### [Document segment]
- Property taxes in Cook County and Chicago’s “collar” counties are the highest in the country outside of California and the Northeast.
- The average homeowner who moves from Lake County, Illinois, across the border to Kenosha County, Wisconsin would receive a $3,200 annual property tax cut.
- Taxes may increase as the Democratic Majority scrounges for cash to pay for pensions. Fitch Ratings reported that Illinois’ unfunded pension liabilities equaled 22.8% of residents’ personal income last year, compared to a median of 3.1% across all states and 1% in Florida.
- Illinois’ economy has been stagnant, growing a meager 0.9% on an inflation-adjusted annual basis since 2012—the slowest in the Great Lakes and half as fast as the U.S. overall.
- This year nearly 100,000 individuals left the Illinois labor force.
- The University of Illinois Flash Economic Index, which measures corporate earnings and investment as well as personal income, hit a five-year low in October, 2017.
- Illinois is one of the few states (16 total and the only among bordering states) with a corporate franchise tax. The corporate franchise tax is calculated through a very complicated process in which most would-be franchisers need assistance from an attorney or accountant familiar with the formula, adding even more cost and burden. A simple solution to the problem would be a full repeal of the antiquated tax and to tax based solely on the corporate income tax rate.

### [Work item]
Could you give the Illinois tax passage again from the words "- Taxes may" through "in October, 2017.", but replace "stagnant" with "sluggish"? The records have nothing to do with this.

Dataset entries
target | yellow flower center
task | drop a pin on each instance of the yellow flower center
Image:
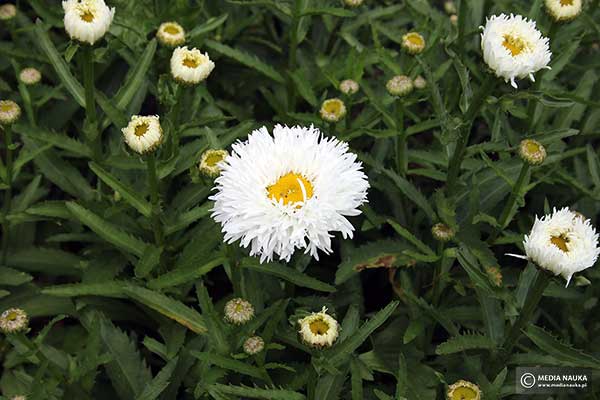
(191, 61)
(141, 129)
(514, 44)
(415, 38)
(87, 16)
(561, 242)
(464, 393)
(291, 188)
(319, 327)
(171, 29)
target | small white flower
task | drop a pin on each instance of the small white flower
(13, 320)
(30, 76)
(563, 10)
(319, 329)
(288, 191)
(190, 66)
(333, 110)
(143, 134)
(209, 162)
(254, 345)
(9, 112)
(513, 47)
(7, 11)
(563, 243)
(87, 20)
(399, 85)
(238, 311)
(349, 87)
(413, 42)
(171, 34)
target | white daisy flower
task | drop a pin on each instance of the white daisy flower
(513, 47)
(87, 20)
(13, 320)
(143, 134)
(190, 66)
(563, 10)
(288, 191)
(171, 34)
(9, 112)
(318, 329)
(30, 76)
(563, 243)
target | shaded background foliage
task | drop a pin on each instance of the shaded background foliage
(115, 315)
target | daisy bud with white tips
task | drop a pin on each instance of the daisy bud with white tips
(87, 20)
(463, 390)
(413, 43)
(400, 85)
(349, 87)
(238, 311)
(563, 10)
(333, 110)
(562, 243)
(190, 66)
(319, 330)
(143, 134)
(209, 162)
(30, 76)
(287, 191)
(254, 345)
(9, 112)
(171, 34)
(514, 48)
(13, 320)
(7, 11)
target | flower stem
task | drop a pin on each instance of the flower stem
(463, 139)
(90, 102)
(8, 192)
(154, 199)
(504, 219)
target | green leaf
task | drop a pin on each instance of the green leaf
(340, 352)
(60, 66)
(286, 273)
(168, 307)
(246, 59)
(135, 200)
(108, 231)
(465, 342)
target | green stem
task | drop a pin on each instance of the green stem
(463, 139)
(401, 148)
(8, 193)
(154, 199)
(504, 219)
(90, 101)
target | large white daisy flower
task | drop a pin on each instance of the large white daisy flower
(87, 20)
(190, 66)
(563, 243)
(288, 191)
(513, 47)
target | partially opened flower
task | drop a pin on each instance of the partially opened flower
(463, 390)
(143, 134)
(563, 243)
(563, 10)
(87, 20)
(171, 34)
(513, 47)
(288, 191)
(190, 66)
(319, 329)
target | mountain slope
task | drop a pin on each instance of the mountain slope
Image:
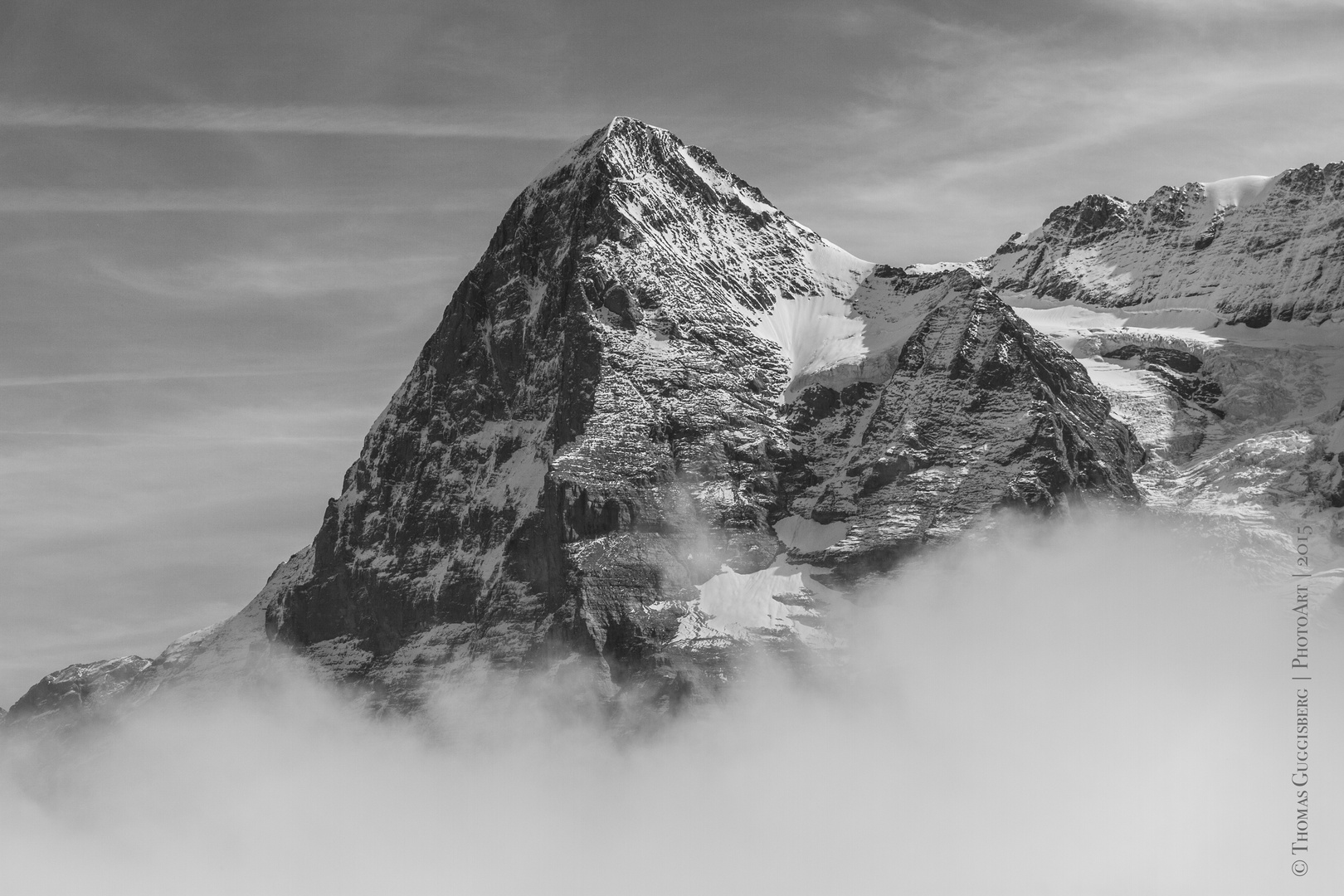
(657, 419)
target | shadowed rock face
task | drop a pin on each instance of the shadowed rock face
(648, 370)
(594, 429)
(1249, 250)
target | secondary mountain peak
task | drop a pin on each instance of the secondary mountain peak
(661, 419)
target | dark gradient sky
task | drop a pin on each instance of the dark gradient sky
(226, 227)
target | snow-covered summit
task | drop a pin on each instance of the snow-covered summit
(639, 416)
(1248, 249)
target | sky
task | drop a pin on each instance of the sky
(226, 229)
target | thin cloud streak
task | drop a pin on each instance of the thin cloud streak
(56, 201)
(293, 119)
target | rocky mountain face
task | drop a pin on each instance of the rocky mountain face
(1213, 319)
(660, 419)
(75, 688)
(1248, 249)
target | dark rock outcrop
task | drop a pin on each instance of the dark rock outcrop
(652, 387)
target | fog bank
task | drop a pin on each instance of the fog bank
(1099, 709)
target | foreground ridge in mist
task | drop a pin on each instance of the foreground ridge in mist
(661, 419)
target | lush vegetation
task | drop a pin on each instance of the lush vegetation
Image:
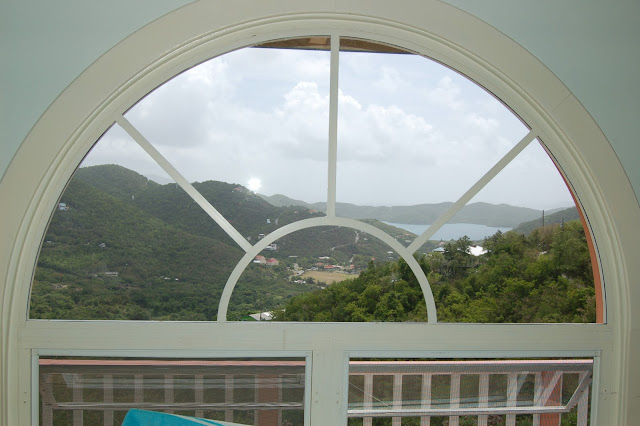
(129, 248)
(543, 277)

### [Your solution]
- Taxes may increase as the Democratic Majority scrounges for cash to pay for pensions. Fitch Ratings reported that Illinois’ unfunded pension liabilities equaled 22.8% of residents’ personal income last year, compared to a median of 3.1% across all states and 1% in Florida.
- Illinois’ economy has been sluggish, growing a meager 0.9% on an inflation-adjusted annual basis since 2012—the slowest in the Great Lakes and half as fast as the U.S. overall.
- This year nearly 100,000 individuals left the Illinois labor force.
- The University of Illinois Flash Economic Index, which measures corporate earnings and investment as well as personal income, hit a five-year low in October, 2017.